■ Consignes techniques:
- 1) Transcrivez à l'identique le passage du texte sur Una Voce et le chant liturgique allant de "Toutefois ces excursions" jusqu'à "pratique, pragmatique, concrète." inclus.
- 2) Renvoyez chaque ligne du listing qui contient la chaîne "surface", en tenant compte de la casse.

Le troisième point à noter, c’est que ce travail d’Una Voce doit viser, selon des modalités différentes en chaque cas, les trois intervenants dans le chant liturgique, à savoir le clergé, le peuple fidèle et la schola. Sans aucun doute, ce qui paraît le plus immédiatement facile et réalisable, c’est de former des chantres grâce à des personnes désireuses de s’adonner au chant ecclésiastique, par des stages ou d’autres moyens de formation. Mais il ne faut pas oublier de contribuer, selon que l’occasion se présentera, à la formation des clercs aussi bien qu’à celle des fidèles du rang. Un travail trop spécialisé en direction des « spécialistes », si l’on peut dire, à savoir les choristes, ne répondrait pas pleinement aux souhaits des souverains pontifes, ni à l’ADN de l’association Una Voce.
Le quatrième point à remarquer, et il me semble qu’il est peut-être le plus important, c’est que l’engagement d’Una Voce en faveur du chant d’Église, principalement le grégorien, doit être essentiellement pratique, comme le sont les documents romains que nous avons énumérés. Il peut être bon, et même excellent, de s’intéresser à l’histoire du chant grégorien, par exemple : de disserter sur la paléographie musicale, magnifique et colossal travail réalisé par l’abbaye de Solesmes ; de poursuivre les enquêtes sur le grégorien à travers le monde ou sur les organistes de France, une série parue dans votre revue qui, il y a quelques années, m’avait beaucoup intéressé, mais dont l’ignorance musicale est à peu près complète.
Toutefois ces excursions intellectuelles, historiques, journalistiques, ne doivent être que des à-côtés, des accessoires, je dirais un luxe bienvenu dans la mesure où il s’ajouterait agréablement à l’essentiel. Le rôle que dessineront pour Una Voce les documents pontificaux, sur la musique sacrée, c’est premièrement, essentiellement, presque exclusivement de travailler à ce que le clergé, le peuple fidèle et la chorale chantent, et chantent le mieux possible, durant les cérémonies liturgiques. Il s’agit de former au chant ecclésiastique, selon les rôles propres de chacun et ceci de façon pratique, pragmatique, concrète.
Cette tâche, il convient de la remplir en utilisant tous les moyens honnêtes et possibles, soit directement en chantant, en faisant chanter, en apprenant à chanter ; soit indirectement en favorisant la pratique du chant par le biais des divers médias, depuis les plus traditionnels comme votre excellente et passionnante revue, jusqu’aux plus modernes, qu’il s’agisse de la radio, de la vidéo sur YouTube, voire sur TikTok, des réseaux sociaux, etc.

[Éléments répertoriés dans un jeu de données]
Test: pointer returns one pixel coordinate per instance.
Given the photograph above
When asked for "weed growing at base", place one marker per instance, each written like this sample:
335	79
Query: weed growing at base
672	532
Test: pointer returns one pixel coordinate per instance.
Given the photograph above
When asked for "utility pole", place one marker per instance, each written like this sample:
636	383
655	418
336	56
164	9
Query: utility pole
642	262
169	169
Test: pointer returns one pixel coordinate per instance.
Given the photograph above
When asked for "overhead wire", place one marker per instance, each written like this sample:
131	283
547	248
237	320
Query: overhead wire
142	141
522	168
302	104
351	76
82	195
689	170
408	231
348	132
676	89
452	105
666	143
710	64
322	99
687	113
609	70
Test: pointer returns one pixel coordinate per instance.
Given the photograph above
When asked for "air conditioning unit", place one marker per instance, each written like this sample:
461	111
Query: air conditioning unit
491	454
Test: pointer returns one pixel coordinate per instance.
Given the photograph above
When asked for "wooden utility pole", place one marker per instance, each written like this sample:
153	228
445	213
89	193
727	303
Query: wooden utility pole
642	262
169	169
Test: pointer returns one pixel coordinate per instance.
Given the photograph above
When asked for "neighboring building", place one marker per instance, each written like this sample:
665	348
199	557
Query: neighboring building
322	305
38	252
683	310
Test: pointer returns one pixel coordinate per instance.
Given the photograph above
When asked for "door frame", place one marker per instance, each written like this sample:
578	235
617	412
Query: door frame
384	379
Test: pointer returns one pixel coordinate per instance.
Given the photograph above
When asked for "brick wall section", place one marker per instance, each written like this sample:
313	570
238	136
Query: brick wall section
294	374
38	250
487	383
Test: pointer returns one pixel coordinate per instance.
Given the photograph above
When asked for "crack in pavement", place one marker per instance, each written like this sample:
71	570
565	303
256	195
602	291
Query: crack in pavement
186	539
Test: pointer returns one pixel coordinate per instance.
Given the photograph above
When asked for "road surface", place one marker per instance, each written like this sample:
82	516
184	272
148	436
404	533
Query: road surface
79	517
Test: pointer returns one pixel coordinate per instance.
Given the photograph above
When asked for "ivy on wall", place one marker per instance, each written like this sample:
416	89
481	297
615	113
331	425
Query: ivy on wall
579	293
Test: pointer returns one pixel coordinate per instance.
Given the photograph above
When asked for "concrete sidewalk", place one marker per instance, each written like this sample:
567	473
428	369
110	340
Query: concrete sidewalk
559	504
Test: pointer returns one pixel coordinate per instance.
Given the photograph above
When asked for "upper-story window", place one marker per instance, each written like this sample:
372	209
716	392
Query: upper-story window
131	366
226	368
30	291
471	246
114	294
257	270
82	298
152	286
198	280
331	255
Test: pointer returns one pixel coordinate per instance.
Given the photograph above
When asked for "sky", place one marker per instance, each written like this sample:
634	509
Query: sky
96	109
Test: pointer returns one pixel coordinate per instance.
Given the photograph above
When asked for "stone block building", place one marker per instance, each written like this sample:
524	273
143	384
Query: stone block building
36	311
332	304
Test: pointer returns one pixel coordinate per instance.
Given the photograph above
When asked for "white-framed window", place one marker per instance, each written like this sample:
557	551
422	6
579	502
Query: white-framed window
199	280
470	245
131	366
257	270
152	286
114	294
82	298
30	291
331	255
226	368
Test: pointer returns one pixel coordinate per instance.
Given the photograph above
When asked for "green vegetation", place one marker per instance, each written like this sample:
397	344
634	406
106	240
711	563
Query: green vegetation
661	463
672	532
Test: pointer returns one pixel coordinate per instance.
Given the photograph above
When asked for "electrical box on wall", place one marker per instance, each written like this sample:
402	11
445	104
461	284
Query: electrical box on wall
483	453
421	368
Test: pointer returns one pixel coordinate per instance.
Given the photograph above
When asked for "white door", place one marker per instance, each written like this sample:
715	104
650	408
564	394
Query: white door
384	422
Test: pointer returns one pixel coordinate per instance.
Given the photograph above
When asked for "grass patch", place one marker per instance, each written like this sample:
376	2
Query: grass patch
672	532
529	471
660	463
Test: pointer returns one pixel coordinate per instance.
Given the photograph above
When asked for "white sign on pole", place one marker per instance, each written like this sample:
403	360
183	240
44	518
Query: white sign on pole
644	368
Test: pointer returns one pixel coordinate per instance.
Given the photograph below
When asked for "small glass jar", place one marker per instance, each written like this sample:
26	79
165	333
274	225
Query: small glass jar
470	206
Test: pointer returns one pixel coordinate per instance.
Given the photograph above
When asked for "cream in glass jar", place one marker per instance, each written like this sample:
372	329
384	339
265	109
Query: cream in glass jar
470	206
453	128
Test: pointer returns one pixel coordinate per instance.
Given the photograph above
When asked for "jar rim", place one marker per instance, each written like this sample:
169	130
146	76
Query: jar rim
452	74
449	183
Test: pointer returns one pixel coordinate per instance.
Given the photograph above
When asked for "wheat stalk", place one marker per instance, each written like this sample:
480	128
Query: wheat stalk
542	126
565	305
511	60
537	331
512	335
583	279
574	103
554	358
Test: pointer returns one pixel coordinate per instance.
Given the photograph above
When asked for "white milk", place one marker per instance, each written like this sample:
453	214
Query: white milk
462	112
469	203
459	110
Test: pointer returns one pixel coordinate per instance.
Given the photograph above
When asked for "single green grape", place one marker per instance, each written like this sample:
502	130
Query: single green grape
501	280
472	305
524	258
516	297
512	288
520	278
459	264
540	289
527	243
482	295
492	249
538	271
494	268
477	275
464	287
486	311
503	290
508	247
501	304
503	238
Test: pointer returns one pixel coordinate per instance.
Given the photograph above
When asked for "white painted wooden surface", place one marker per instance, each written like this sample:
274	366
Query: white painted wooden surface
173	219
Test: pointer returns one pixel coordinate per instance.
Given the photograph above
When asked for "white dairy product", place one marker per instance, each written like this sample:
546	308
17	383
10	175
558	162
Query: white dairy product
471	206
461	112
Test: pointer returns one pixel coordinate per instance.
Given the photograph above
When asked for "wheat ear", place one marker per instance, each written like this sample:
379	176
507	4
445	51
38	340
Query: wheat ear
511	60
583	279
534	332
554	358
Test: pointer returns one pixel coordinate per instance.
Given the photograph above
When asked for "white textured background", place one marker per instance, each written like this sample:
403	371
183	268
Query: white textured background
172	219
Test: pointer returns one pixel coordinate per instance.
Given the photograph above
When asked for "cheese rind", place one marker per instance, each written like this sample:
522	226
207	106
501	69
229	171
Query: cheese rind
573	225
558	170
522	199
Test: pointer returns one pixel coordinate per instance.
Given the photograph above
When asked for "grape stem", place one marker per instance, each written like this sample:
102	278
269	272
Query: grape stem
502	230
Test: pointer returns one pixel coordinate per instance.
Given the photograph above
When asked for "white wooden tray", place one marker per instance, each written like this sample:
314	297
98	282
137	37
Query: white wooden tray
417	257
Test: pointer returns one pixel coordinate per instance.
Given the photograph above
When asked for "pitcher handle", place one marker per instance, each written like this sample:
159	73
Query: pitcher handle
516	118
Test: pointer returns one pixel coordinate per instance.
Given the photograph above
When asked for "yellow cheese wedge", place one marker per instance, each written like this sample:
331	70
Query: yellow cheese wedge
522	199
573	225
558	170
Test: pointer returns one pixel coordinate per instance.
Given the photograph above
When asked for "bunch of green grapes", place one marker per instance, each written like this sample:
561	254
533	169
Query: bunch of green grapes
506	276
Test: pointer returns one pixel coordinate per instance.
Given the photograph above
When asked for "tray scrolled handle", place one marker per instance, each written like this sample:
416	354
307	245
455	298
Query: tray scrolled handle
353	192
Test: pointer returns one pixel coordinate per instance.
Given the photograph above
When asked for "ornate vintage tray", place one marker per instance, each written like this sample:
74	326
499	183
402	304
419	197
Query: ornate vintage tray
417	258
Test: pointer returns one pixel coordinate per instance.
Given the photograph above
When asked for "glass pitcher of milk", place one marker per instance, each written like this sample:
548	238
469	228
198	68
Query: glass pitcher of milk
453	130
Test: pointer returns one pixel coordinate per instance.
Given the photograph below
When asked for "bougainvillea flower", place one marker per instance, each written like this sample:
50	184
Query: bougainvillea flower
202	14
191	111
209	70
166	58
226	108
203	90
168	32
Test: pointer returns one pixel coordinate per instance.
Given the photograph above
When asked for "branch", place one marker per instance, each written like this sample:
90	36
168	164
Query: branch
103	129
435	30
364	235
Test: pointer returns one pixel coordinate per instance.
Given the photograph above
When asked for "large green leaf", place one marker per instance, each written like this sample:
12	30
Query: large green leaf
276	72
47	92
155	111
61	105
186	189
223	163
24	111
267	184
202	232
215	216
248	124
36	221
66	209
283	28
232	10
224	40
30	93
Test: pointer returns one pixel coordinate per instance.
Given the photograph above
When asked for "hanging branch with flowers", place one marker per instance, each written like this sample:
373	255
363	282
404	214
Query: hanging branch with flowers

■ Corrigé:
- 1)
Toutefois ces excursions intellectuelles, historiques, journalistiques, ne doivent être que des à-côtés, des accessoires, je dirais un luxe bienvenu dans la mesure où il s’ajouterait agréablement à l’essentiel. Le rôle que dessineront pour Una Voce les documents pontificaux, sur la musique sacrée, c’est premièrement, essentiellement, presque exclusivement de travailler à ce que le clergé, le peuple fidèle et la chorale chantent, et chantent le mieux possible, durant les cérémonies liturgiques. Il s’agit de former au chant ecclésiastique, selon les rôles propres de chacun et ceci de façon pratique, pragmatique, concrète.

- 2)
When asked for "road surface", place one marker per instance, each written like this sample:
Query: road surface
When asked for "white painted wooden surface", place one marker per instance, each written like this sample:
Query: white painted wooden surface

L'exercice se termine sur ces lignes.